§ Entries for locating named things:
..........
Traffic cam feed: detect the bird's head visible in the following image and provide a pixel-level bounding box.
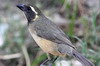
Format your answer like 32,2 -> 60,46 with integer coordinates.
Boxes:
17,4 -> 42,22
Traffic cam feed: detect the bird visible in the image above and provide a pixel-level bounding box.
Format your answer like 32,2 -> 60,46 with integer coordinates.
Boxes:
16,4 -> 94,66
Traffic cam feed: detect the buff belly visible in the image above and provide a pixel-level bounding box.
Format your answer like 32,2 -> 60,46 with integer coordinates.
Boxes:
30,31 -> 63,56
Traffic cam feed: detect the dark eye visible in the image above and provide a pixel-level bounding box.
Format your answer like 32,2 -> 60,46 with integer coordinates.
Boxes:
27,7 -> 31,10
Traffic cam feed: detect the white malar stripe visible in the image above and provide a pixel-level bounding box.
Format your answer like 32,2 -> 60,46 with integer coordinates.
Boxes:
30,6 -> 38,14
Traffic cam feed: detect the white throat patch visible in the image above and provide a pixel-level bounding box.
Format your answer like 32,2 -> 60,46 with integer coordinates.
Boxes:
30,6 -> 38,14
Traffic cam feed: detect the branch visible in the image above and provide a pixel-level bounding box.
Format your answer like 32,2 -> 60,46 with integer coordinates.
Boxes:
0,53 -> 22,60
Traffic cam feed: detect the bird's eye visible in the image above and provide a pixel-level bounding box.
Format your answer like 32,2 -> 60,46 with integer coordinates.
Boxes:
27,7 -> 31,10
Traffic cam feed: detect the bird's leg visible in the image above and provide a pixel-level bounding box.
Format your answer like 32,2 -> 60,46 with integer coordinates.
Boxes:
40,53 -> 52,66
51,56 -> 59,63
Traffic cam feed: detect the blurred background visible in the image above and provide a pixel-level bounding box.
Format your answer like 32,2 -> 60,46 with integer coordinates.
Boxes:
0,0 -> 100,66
..........
§ Task description: Lay out the listing above as a Markdown table with two columns, "Row" for the row number and "Line" for the line itself. Skip blank lines and leave out the pictures.

§ Expected output:
| Row | Line |
|---|---|
| 1 | Traffic cam feed: detect the bird's head visible in the following image and provide a pixel-level bounding box. |
| 2 | Format your answer like 32,2 -> 60,46 with integer coordinates. |
| 3 | Boxes: |
| 4 | 17,4 -> 42,22 |
| 5 | Traffic cam feed: detect the bird visible in the image above and provide a pixel-level bounding box. |
| 6 | Format your answer like 32,2 -> 60,46 with integer coordinates. |
| 7 | Boxes: |
| 8 | 16,4 -> 94,66 |
| 9 | Traffic cam feed: detect the buff belly visible in the image above and provide a pixel-level bounding box. |
| 10 | Format your answer like 32,2 -> 60,46 with integer coordinates. |
| 11 | Boxes: |
| 12 | 30,31 -> 63,56 |
| 13 | Traffic cam feed: detect the dark eye visible in the image above and provide a pixel-level bounding box. |
| 14 | Format your answer like 32,2 -> 60,46 with integer coordinates. |
| 15 | Boxes: |
| 16 | 27,7 -> 31,10 |
| 17 | Traffic cam feed: detect the white malar stripe visible in the image above and provide a pixel-level bounding box. |
| 18 | Format your answer like 32,2 -> 60,46 with integer coordinates. |
| 19 | Boxes: |
| 20 | 30,6 -> 38,14 |
| 21 | Traffic cam feed: detect the white throat patch visible in the image above and provide a pixel-level bounding box. |
| 22 | Format your answer like 32,2 -> 60,46 with integer coordinates. |
| 23 | Boxes: |
| 24 | 30,6 -> 38,14 |
| 25 | Traffic cam feed: detect the branch visible in the image above and provide a pixel-level bounding box. |
| 26 | Format your answer like 32,2 -> 60,46 with integer coordinates. |
| 27 | Boxes: |
| 28 | 0,53 -> 22,60 |
| 29 | Traffic cam feed: detect the bird's eye visible in the image above and provide a pixel-level bounding box. |
| 30 | Format your answer like 32,2 -> 60,46 with integer coordinates. |
| 31 | Boxes: |
| 32 | 27,7 -> 31,10 |
| 33 | Traffic cam feed: detect the bird's leg visible in the image above and provide a pixel-level bounding box. |
| 34 | Format your answer like 32,2 -> 60,46 with integer coordinates. |
| 35 | Boxes: |
| 36 | 40,53 -> 52,66 |
| 37 | 51,56 -> 59,63 |
| 38 | Traffic cam feed: detect the blurred background visible in the image above and provide a pixel-level bounding box. |
| 39 | Format your answer like 32,2 -> 60,46 with integer coordinates. |
| 40 | Boxes: |
| 41 | 0,0 -> 100,66 |